-- Exercise material follows --

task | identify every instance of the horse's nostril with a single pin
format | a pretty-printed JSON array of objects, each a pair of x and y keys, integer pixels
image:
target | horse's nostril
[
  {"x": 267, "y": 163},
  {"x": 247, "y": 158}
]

-- Exercise material concluded --

**What the exercise asks:** Output the records exactly, including every line.

**Answer for the task:**
task | identify every instance of the horse's nostril with a single pin
format | a pretty-printed JSON array of objects, each a pair of x and y keys, integer pixels
image:
target | horse's nostril
[
  {"x": 267, "y": 163},
  {"x": 247, "y": 158}
]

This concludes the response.